What the task asks: Output, word for word, everything in the March Madness project page below from "1. Main Components" down to "on AWS Lambda.".

Page extract:
Coder Social home page Coder Social logo

artikandri / march_madness Goto Github PK

View Code? Open in Web Editor NEW

This project forked from haanh764/march_madness

0.0 0.0 0.0 4.68 MB

A simple data warehouse system to serve data in form of graphs to user. Written almost entirely in Python. BulmaCSS is used for styling.

Python 96.65% CSS 3.35%

march_madness's Introduction

Data Warehouse Project: March Madness Analytics Documentation

This repository contains source code for our ELT pipeline based on AWS. AWS S3 is used as data lake, there are 3 separated buckets serving:

  • Source data
  • ML models and required data for ML model
  • Dashboard data and dashboard content

buckets.png

The whole architecture is as followed

arch.png

1. Main Components

AWS Components

  • S3: used as data lake
  • Sagemaker: it is a fully managed Machine Learning service, which make it easier to build, train, and deploy ML model. We use it to build, train and deploy ML model to predict the winning probability of each basketball team. The result of probabilities will be shown on dashboard
  • Lambda: is AWS's function work as a service (FaaS) platform. We deploy our dashboard (a web application) serverless as an AWS Lambda function. The AWS Lambda function only runs when it is requested, and it could be scaled down or up based on demand.

Other components

  • Zappa: is a Python serverless microframework for AWS Lambda and API Gateway. It allows us to build, deploy, and manage serverless applications. We use it to deploy and manage our dashboard on AWS Lambda.
  • Dash + Plotly: Dash is a Python framework for building web-based analytical applications. It allows us to build interactive and responsive web applications using Python code. We use Dash server to build our dashboard as an wsgi application. Our charts are created with Plotly (a library provides interactive chart creation ability).

Dataset extract:
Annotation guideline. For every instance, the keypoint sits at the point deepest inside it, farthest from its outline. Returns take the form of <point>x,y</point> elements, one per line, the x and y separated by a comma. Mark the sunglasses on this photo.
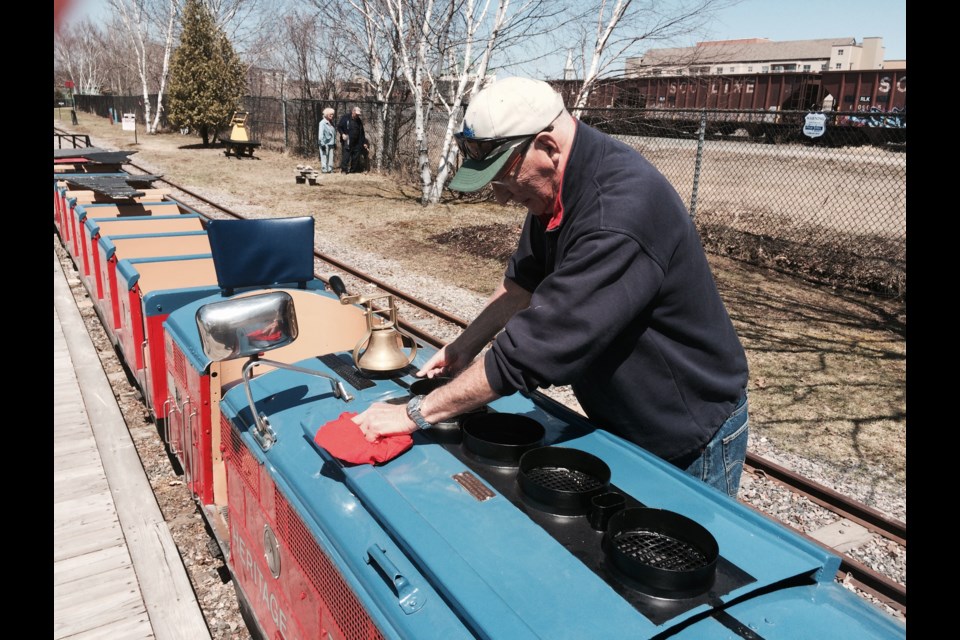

Response:
1. Main Components

AWS Components

  • S3: used as data lake
  • Sagemaker: it is a fully managed Machine Learning service, which make it easier to build, train, and deploy ML model. We use it to build, train and deploy ML model to predict the winning probability of each basketball team. The result of probabilities will be shown on dashboard
  • Lambda: is AWS's function work as a service (FaaS) platform. We deploy our dashboard (a web application) serverless as an AWS Lambda function. The AWS Lambda function only runs when it is requested, and it could be scaled down or up based on demand.

Other components

  • Zappa: is a Python serverless microframework for AWS Lambda and API Gateway. It allows us to build, deploy, and manage serverless applications. We use it to deploy and manage our dashboard on AWS Lambda.